New research from the University of Virginia School of Medicine reveals how plants create the load-bearing structures that let them grow – much like how building crews frame a house.
Funded by the U.S. Department of Energy, the new discovery unveils the molecular machinery that plants use to weave cellulose chains into cable-like structures called “microfibrils.” These microfibrils provide crucial support to the cell walls of land plants and allow them to build up pressure inside their cells. This pressure lets plants grow toward the sky.
“Cellulose is the most abundant, naturally produced polymer, and its building block, glucose, is a direct product of photosynthesis that captures carbon dioxide from the atmosphere,” said researcher Jochen Zimmer of UVA’s Department of Molecular Physiology and Biological Physics. “Understanding, on a molecular level, how cellulose is produced enables us to tailor its biosynthesis to alter the physical properties of cellulose, optimize carbon sequestration or extract the stored energy to fuel man-made processes.”
++++++++++
What the task requires: Reproduce the passage on how plants build cellulose microfibrils in full, word for word.

Extracted entries:
++++++++++
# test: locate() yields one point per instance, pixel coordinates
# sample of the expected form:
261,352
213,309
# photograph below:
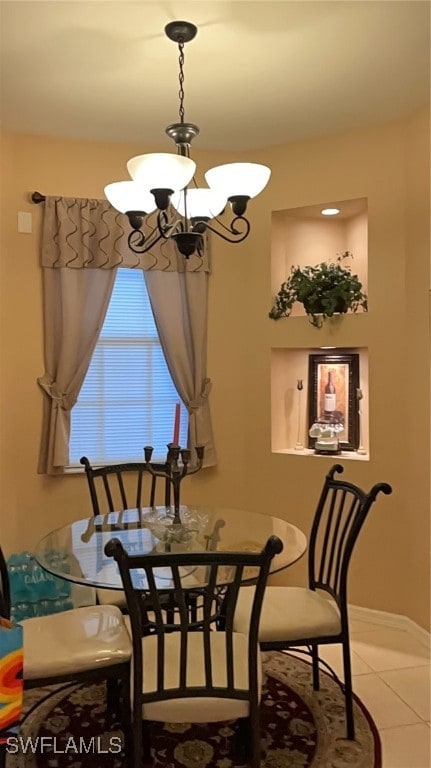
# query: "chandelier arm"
143,244
238,235
166,228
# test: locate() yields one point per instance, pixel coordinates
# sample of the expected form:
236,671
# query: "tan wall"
391,567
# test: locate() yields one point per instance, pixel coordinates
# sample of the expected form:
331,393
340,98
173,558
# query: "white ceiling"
258,73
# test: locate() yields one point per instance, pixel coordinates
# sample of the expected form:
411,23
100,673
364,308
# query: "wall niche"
290,419
304,236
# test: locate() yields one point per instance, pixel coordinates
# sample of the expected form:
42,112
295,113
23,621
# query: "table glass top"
76,552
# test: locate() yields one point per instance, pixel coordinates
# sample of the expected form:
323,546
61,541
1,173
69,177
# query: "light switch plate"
24,221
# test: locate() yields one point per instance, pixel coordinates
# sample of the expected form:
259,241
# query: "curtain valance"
83,233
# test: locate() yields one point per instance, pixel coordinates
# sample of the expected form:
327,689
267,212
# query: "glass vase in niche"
327,437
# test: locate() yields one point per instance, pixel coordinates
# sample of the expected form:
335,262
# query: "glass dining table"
76,552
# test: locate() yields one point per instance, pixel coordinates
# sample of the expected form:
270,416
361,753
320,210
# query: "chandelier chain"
181,80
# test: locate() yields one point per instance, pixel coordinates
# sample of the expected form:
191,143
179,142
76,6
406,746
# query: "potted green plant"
324,290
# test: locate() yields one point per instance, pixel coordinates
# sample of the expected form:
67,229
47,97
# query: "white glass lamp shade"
162,170
233,179
201,203
130,196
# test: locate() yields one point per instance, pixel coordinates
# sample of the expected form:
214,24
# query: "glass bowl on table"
177,536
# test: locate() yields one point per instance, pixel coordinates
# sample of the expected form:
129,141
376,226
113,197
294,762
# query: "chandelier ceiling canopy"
164,182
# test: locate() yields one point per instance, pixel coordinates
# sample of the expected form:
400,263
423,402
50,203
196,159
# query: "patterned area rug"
300,729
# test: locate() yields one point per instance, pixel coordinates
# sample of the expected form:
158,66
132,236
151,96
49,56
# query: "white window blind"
128,398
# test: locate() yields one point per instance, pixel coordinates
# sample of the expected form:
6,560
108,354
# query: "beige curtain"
83,243
179,301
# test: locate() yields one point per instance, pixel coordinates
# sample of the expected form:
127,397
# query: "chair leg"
126,718
113,696
315,660
137,760
348,692
146,743
242,740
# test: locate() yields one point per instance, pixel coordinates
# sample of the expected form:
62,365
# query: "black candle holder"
176,469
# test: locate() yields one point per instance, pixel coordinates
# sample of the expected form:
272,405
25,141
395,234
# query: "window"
128,398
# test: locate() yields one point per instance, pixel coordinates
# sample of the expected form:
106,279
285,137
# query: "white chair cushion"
289,614
74,641
111,597
199,709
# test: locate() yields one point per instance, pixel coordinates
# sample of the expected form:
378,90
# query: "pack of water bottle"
34,591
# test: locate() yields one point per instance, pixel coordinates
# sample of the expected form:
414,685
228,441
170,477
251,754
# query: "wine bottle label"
329,403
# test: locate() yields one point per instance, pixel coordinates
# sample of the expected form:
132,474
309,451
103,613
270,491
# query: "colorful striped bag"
11,682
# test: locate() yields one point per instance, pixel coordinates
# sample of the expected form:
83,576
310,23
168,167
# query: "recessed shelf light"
330,211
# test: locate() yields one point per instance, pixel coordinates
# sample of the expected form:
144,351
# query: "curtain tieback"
193,405
61,399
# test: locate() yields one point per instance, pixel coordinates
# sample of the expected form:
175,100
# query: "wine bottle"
330,394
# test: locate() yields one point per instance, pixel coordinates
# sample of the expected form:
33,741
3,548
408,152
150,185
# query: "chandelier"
163,184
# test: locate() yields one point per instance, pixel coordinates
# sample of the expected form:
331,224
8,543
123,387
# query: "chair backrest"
338,519
4,588
122,486
217,578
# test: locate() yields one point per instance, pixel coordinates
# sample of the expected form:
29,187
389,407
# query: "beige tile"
358,625
333,655
406,747
413,685
389,649
385,707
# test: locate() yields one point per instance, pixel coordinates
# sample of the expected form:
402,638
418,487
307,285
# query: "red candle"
176,438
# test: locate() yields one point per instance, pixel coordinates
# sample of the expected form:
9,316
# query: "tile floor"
391,676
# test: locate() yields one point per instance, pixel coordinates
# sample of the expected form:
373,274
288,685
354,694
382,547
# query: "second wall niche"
303,236
290,422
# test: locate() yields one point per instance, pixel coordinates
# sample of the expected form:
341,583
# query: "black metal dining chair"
183,671
89,644
116,487
318,615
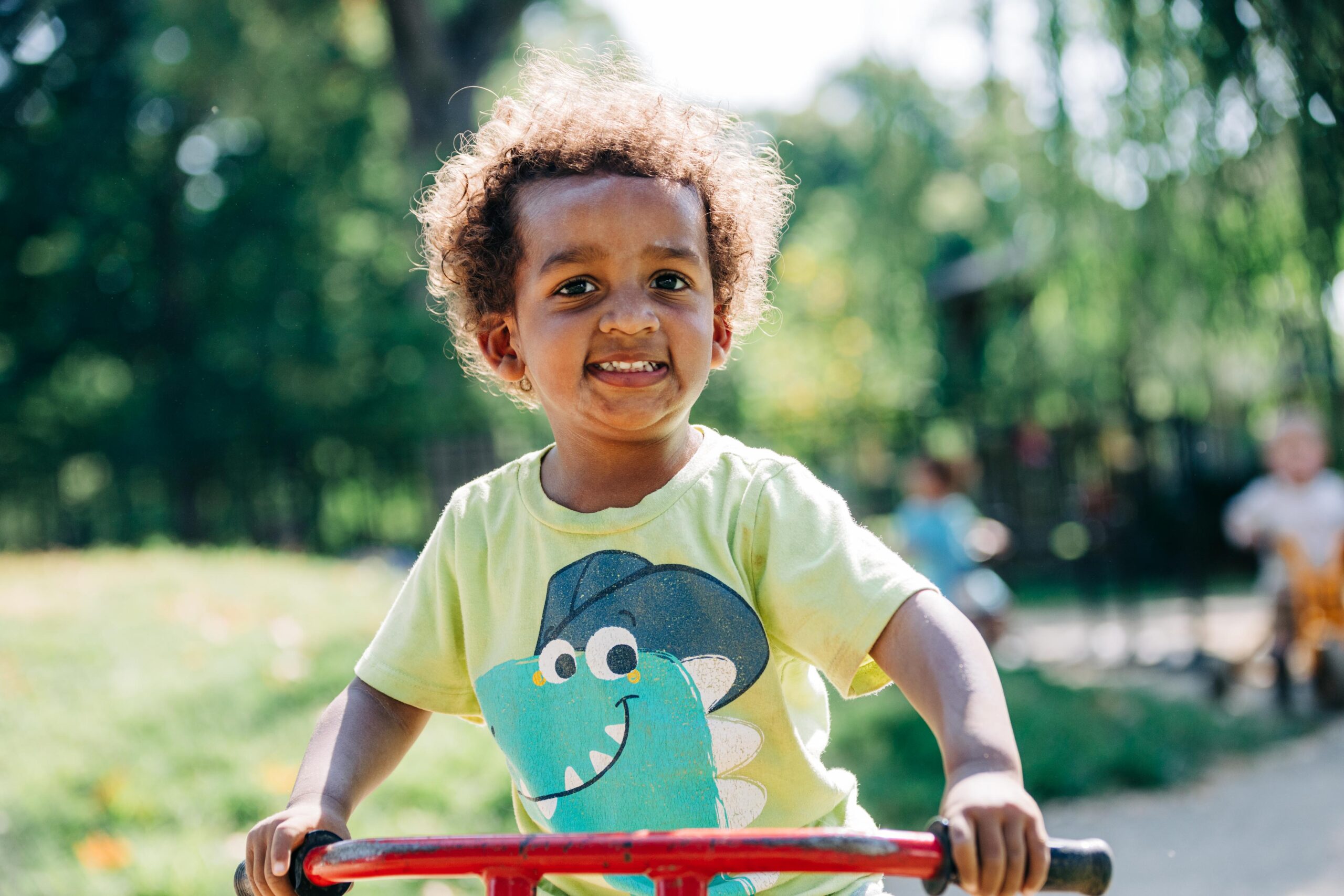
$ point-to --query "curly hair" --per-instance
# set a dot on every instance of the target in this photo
(584, 116)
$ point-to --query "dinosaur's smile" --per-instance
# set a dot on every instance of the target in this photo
(548, 803)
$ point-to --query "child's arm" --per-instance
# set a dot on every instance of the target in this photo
(939, 660)
(359, 739)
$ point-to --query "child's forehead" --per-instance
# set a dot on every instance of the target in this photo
(604, 208)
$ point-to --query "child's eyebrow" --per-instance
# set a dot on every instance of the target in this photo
(674, 253)
(572, 256)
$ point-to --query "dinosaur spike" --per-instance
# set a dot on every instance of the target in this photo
(736, 743)
(742, 800)
(713, 676)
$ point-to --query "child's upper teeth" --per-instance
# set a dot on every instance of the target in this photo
(646, 367)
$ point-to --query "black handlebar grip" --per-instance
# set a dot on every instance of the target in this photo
(1076, 866)
(298, 879)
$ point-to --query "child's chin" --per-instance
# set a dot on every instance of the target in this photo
(634, 414)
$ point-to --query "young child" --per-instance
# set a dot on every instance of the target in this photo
(1295, 519)
(944, 534)
(643, 612)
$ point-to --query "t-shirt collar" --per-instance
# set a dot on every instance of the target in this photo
(612, 519)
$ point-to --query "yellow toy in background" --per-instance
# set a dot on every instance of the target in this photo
(1315, 623)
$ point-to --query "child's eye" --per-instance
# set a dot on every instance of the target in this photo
(577, 288)
(668, 281)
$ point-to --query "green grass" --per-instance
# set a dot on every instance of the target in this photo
(154, 704)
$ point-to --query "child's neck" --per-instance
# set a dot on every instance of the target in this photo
(589, 475)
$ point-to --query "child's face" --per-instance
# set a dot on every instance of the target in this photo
(615, 272)
(1297, 455)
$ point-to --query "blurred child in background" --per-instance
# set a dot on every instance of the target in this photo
(947, 537)
(1295, 518)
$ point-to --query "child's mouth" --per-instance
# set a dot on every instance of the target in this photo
(629, 374)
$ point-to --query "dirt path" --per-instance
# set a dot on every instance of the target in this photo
(1268, 827)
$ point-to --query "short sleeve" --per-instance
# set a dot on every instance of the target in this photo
(826, 586)
(418, 655)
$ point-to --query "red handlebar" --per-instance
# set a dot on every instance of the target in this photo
(678, 861)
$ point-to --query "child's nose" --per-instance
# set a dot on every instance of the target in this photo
(629, 311)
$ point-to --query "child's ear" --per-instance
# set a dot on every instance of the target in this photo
(495, 336)
(722, 339)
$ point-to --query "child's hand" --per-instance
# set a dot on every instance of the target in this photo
(272, 840)
(998, 835)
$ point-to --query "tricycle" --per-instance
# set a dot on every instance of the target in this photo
(680, 863)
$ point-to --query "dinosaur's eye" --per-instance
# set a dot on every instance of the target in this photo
(558, 661)
(612, 653)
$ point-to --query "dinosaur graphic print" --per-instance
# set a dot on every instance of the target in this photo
(615, 723)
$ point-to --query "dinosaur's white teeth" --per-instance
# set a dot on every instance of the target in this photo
(761, 880)
(734, 743)
(713, 676)
(742, 800)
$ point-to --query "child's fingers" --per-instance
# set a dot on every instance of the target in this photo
(288, 835)
(282, 841)
(1015, 851)
(991, 837)
(257, 864)
(963, 835)
(1038, 856)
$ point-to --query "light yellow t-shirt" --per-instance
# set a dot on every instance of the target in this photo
(655, 667)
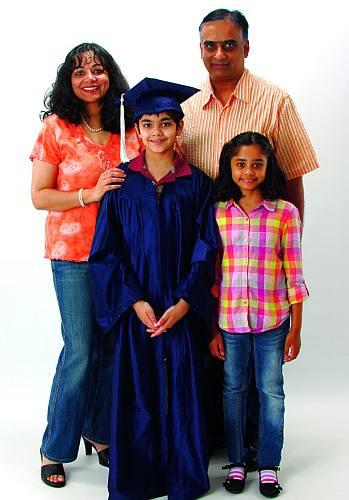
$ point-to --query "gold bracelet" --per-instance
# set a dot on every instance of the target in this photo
(81, 200)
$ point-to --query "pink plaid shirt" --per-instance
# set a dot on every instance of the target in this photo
(260, 271)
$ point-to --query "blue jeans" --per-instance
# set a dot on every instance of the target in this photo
(80, 395)
(267, 349)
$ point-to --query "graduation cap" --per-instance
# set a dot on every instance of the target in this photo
(151, 96)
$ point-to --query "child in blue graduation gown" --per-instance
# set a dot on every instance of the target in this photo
(152, 268)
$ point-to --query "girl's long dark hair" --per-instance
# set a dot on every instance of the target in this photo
(272, 187)
(62, 101)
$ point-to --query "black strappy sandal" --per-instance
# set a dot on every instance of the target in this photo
(52, 470)
(103, 456)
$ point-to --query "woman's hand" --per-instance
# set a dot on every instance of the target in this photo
(216, 346)
(145, 313)
(108, 180)
(46, 196)
(170, 318)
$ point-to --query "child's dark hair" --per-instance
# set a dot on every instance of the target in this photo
(62, 101)
(176, 116)
(273, 186)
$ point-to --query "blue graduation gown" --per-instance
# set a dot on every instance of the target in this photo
(157, 248)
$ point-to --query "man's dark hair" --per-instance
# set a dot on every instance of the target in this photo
(61, 100)
(233, 16)
(273, 186)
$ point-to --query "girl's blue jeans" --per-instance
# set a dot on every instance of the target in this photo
(267, 349)
(80, 396)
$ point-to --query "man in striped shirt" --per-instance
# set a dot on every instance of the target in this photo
(231, 101)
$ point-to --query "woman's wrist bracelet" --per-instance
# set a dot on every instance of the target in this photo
(81, 200)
++++++++++
Answer below:
New research from the University of Virginia School of Medicine reveals how plants create the load-bearing structures that let them grow – much like how building crews frame a house.
Funded by the U.S. Department of Energy, the new discovery unveils the molecular machinery that plants use to weave cellulose chains into cable-like structures called “microfibrils.” These microfibrils provide crucial support to the cell walls of land plants and allow them to build up pressure inside their cells. This pressure lets plants grow toward the sky.
“Cellulose is the most abundant, naturally produced polymer, and its building block, glucose, is a direct product of photosynthesis that captures carbon dioxide from the atmosphere,” said researcher Jochen Zimmer of UVA’s Department of Molecular Physiology and Biological Physics. “Understanding, on a molecular level, how cellulose is produced enables us to tailor its biosynthesis to alter the physical properties of cellulose, optimize carbon sequestration or extract the stored energy to fuel man-made processes.”